# [Your objective]
The required output is the line containing "Pick out the white" followed by every later line through the end of the data, all reproduced exactly.

(Dataset items)
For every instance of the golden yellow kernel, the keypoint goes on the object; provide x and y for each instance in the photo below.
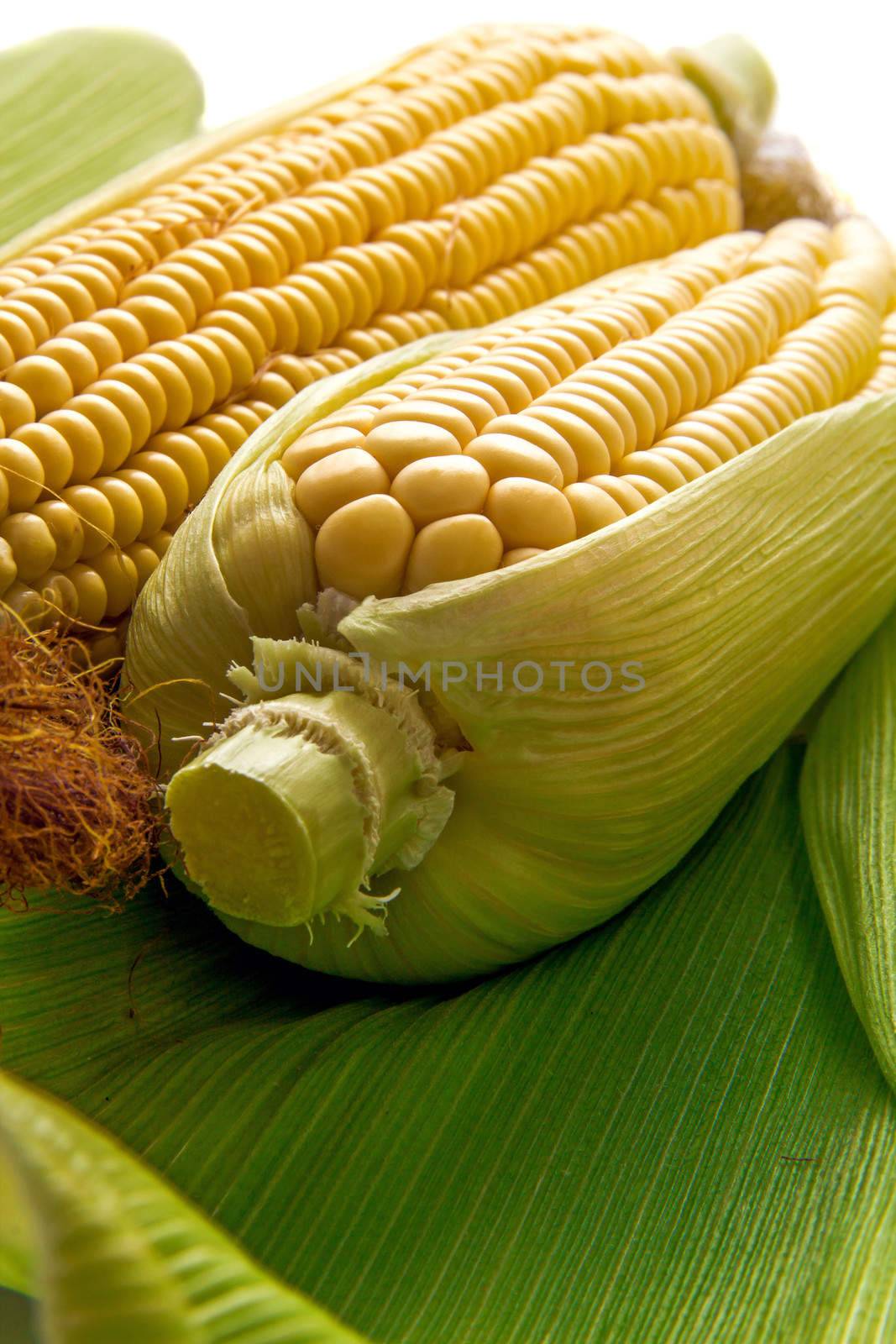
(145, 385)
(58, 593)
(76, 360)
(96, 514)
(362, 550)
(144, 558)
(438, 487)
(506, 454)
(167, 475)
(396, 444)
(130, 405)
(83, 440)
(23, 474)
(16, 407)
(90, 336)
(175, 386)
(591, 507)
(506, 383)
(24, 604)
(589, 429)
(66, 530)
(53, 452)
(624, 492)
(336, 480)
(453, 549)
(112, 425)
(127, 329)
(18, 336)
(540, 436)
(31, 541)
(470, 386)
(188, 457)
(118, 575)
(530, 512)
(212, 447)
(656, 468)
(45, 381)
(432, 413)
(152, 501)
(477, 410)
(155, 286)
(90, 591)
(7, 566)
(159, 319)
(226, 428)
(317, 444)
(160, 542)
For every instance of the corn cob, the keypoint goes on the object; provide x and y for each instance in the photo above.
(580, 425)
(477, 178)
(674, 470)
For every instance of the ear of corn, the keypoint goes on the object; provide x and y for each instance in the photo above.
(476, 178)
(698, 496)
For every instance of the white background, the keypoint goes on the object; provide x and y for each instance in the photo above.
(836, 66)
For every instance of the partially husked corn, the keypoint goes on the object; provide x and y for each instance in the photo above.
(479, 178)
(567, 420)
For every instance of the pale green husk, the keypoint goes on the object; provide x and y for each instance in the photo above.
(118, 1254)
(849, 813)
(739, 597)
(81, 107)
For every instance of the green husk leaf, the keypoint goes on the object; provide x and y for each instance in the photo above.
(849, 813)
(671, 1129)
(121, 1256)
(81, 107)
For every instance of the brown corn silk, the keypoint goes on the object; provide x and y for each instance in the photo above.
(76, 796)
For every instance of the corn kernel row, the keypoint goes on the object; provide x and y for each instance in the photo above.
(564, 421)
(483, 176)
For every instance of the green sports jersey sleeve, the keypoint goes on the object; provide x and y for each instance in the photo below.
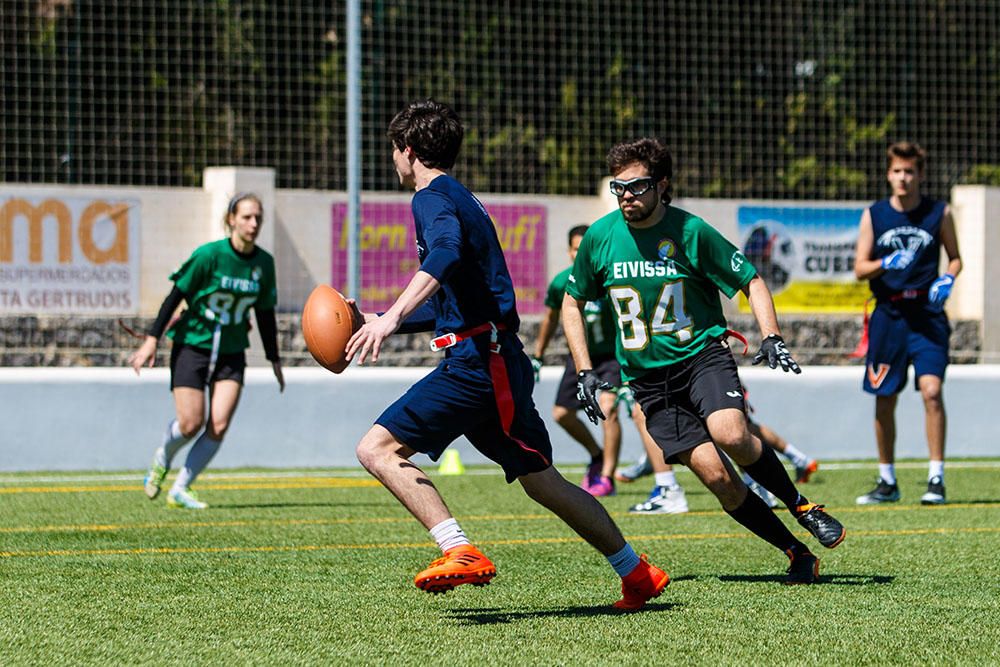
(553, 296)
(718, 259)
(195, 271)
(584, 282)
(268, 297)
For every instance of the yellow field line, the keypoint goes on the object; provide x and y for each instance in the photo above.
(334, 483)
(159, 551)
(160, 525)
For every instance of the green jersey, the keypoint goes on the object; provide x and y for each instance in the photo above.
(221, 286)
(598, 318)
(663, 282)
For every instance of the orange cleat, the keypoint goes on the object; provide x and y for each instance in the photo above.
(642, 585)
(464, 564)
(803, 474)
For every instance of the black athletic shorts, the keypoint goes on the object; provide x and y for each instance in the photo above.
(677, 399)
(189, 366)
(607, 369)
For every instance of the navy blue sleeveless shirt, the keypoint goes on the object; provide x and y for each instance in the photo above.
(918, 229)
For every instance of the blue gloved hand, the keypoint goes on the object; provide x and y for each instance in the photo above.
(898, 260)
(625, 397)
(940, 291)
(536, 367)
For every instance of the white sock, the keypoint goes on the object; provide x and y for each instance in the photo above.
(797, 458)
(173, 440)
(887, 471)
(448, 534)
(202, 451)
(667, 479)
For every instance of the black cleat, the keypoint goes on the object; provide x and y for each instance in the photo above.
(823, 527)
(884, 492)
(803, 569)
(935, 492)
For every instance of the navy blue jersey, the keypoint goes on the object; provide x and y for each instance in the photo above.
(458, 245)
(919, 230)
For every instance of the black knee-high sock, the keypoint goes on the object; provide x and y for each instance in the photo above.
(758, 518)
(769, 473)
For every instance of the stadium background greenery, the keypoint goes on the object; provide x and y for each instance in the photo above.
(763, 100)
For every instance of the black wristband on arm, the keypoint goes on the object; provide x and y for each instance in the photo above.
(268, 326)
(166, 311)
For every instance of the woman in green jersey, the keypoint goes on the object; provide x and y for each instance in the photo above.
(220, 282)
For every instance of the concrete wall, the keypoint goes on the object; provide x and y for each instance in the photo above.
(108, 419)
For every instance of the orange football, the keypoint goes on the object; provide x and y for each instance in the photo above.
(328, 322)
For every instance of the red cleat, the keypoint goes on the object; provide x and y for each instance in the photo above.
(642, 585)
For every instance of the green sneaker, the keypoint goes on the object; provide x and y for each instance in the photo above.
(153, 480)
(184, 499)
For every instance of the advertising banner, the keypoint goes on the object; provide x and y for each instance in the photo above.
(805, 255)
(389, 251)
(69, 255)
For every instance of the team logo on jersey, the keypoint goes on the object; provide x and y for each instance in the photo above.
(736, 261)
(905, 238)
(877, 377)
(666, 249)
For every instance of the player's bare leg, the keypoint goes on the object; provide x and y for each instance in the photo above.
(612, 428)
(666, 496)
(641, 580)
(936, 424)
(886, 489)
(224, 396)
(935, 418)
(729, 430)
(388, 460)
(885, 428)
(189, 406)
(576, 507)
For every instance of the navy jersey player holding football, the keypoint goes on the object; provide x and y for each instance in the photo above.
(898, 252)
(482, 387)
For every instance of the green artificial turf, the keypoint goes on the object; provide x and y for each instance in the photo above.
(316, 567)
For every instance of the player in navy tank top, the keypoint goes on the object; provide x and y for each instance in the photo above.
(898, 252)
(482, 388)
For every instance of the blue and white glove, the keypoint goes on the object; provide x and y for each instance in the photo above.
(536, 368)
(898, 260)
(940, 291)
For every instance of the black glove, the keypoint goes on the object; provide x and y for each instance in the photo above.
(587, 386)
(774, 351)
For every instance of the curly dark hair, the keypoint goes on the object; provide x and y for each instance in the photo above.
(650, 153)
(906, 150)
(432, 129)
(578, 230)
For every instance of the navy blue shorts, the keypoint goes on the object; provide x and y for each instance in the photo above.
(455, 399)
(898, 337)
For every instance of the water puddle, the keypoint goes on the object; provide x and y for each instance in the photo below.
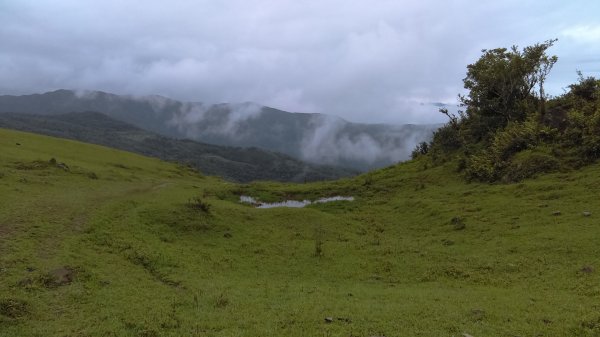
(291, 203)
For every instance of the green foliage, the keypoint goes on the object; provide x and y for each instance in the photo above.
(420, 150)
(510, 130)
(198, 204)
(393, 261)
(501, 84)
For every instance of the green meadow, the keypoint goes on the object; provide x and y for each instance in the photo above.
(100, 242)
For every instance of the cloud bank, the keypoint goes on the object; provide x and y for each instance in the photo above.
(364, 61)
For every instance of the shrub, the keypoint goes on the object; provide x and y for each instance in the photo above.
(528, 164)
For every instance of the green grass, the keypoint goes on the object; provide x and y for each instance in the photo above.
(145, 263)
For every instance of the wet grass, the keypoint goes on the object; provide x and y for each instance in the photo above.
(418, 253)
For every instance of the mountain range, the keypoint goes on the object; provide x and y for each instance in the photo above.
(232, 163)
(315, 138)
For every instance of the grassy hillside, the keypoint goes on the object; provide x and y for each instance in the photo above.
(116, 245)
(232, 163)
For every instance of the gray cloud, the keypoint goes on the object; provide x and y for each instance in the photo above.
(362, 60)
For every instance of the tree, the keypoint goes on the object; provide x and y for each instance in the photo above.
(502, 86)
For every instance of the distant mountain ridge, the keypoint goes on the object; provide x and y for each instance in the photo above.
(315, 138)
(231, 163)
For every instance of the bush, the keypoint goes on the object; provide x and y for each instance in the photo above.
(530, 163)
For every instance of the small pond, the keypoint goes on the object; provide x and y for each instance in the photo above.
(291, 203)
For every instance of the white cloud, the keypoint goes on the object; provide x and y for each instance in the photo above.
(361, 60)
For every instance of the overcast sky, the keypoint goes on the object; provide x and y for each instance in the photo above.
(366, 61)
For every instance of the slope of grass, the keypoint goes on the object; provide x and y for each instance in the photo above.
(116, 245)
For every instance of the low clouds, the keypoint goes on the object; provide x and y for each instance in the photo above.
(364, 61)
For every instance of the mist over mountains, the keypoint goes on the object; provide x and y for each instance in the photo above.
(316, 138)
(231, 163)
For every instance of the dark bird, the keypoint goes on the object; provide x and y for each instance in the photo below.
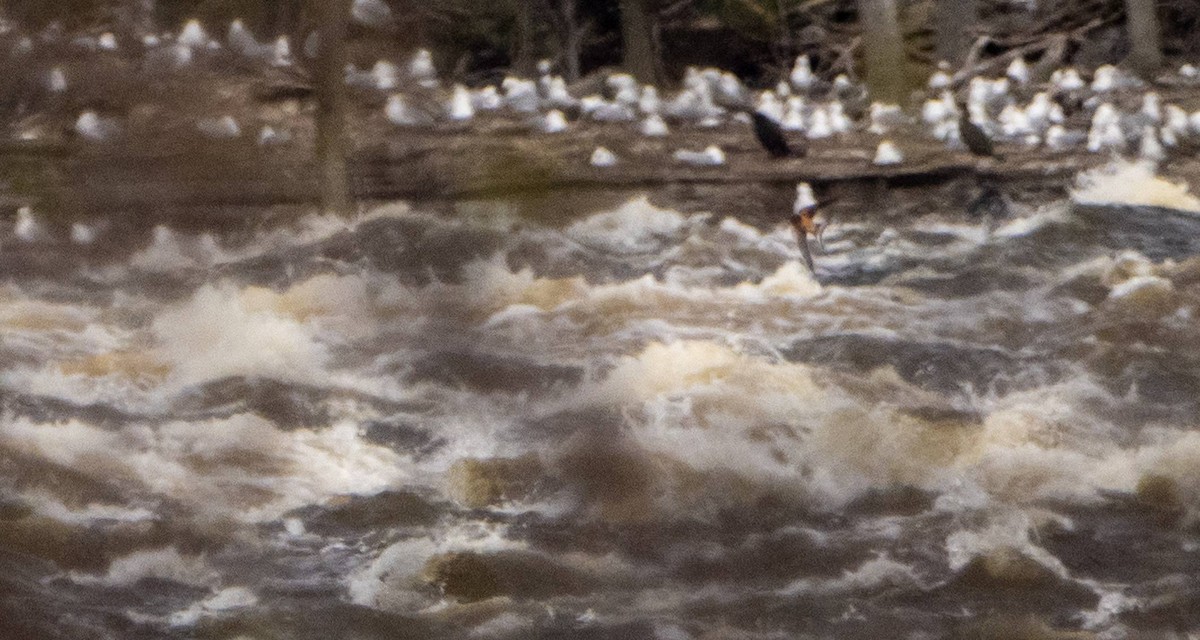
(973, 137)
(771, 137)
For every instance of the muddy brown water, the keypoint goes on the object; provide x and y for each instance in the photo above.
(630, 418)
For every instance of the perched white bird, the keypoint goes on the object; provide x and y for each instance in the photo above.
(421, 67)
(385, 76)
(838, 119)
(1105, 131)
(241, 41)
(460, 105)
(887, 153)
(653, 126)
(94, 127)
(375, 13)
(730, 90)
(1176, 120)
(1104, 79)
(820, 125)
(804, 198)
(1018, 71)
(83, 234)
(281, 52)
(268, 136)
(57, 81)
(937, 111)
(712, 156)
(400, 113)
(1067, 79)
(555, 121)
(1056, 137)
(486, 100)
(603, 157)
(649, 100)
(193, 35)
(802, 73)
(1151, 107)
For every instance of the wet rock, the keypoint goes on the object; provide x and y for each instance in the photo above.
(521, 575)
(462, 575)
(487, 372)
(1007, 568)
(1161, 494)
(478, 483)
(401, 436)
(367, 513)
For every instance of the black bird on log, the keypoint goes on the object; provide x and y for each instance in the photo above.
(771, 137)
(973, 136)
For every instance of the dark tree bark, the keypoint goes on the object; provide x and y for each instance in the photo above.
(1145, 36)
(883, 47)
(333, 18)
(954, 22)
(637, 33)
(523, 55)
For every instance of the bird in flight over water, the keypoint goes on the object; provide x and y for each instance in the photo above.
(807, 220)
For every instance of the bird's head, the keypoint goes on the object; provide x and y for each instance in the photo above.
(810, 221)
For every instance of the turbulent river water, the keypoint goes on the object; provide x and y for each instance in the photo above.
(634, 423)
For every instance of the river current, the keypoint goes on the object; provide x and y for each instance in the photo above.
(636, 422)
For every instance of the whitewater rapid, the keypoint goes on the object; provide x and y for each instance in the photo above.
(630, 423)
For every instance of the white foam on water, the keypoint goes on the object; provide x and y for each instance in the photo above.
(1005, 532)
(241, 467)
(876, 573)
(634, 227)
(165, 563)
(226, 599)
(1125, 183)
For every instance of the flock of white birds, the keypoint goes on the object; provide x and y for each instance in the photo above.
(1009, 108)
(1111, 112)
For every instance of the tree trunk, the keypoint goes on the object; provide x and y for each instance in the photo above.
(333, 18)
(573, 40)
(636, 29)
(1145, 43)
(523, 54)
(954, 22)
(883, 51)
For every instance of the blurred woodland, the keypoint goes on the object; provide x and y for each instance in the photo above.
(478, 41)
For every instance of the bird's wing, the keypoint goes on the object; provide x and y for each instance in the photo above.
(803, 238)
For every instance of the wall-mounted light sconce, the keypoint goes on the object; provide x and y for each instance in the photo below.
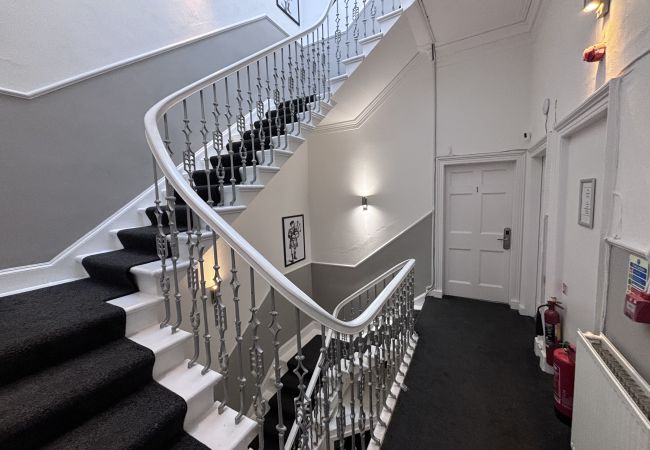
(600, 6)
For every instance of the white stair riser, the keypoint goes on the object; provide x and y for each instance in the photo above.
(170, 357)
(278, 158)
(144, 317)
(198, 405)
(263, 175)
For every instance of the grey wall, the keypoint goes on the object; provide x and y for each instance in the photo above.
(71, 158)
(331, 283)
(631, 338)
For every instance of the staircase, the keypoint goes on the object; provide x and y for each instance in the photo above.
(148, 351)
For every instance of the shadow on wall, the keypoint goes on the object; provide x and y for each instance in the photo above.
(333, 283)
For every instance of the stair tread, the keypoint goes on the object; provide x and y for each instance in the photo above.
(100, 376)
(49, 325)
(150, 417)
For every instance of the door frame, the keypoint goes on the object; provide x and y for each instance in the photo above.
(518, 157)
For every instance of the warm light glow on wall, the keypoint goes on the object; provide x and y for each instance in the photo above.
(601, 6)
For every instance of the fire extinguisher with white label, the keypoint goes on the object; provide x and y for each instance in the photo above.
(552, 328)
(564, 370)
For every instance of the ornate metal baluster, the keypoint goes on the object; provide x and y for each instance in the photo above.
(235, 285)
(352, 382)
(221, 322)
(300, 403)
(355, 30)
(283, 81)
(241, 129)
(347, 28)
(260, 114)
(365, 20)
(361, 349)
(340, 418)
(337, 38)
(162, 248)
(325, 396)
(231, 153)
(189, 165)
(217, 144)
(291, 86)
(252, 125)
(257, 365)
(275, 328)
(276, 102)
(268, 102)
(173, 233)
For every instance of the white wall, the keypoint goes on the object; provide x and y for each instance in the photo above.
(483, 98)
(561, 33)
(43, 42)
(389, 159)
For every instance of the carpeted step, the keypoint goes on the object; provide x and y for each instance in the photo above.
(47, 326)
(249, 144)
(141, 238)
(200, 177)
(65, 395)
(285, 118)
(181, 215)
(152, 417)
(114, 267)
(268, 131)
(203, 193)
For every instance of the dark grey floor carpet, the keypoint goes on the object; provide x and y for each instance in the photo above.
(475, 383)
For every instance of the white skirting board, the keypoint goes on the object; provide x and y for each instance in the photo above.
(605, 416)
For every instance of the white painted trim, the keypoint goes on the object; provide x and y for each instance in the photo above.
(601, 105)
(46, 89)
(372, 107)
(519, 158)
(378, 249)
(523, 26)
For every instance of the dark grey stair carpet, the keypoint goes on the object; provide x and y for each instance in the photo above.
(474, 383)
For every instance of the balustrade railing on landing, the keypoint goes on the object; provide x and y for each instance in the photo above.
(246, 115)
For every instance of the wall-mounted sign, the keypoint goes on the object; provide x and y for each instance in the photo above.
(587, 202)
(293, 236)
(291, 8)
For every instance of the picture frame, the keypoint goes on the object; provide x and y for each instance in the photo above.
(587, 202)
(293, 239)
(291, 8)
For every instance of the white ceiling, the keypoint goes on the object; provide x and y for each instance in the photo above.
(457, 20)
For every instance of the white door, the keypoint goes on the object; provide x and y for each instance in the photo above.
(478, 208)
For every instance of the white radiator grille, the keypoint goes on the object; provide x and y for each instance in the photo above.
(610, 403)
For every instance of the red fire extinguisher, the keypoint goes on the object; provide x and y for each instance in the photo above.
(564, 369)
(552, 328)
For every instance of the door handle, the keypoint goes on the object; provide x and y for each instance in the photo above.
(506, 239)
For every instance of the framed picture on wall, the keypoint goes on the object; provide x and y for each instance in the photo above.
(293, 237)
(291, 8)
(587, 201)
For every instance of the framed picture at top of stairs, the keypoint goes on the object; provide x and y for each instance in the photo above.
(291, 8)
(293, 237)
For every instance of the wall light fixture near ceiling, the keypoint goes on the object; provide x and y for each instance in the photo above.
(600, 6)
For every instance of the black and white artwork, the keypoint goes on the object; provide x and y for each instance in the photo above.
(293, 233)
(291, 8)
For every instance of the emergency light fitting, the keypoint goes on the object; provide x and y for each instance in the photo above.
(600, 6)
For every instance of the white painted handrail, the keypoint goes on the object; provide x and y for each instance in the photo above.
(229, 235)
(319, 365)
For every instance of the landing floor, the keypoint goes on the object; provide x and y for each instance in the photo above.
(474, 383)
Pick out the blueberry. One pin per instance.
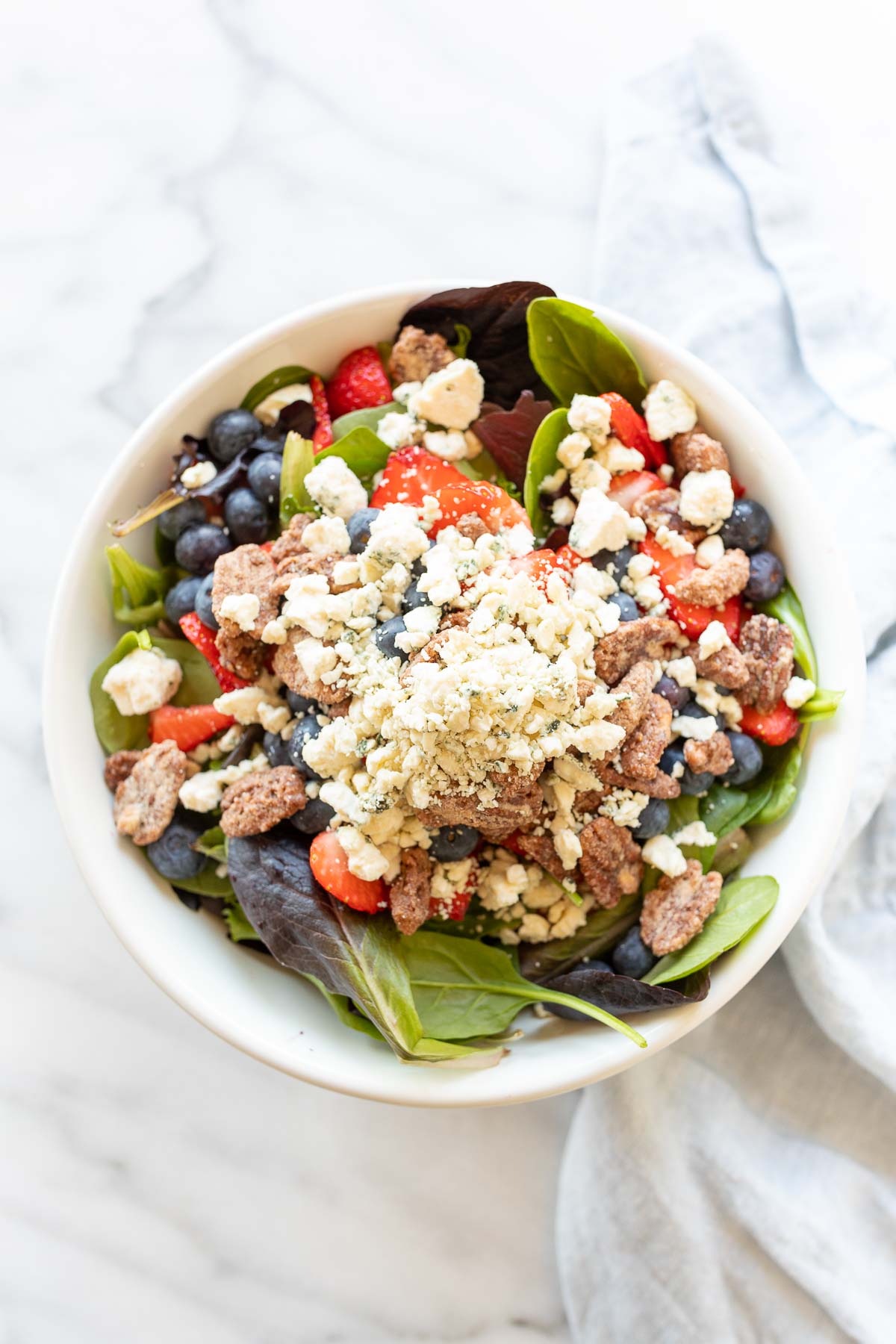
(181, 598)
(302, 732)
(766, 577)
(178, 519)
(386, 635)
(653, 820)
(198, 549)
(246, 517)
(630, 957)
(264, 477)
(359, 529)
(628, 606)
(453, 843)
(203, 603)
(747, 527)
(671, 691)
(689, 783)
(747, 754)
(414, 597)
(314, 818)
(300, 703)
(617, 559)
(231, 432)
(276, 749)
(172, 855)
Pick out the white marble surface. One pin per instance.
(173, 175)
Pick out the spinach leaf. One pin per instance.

# [Result of this task]
Pick out the white marble surface. One pin per instance.
(173, 175)
Pick out the spinach leaf. One pin per instance.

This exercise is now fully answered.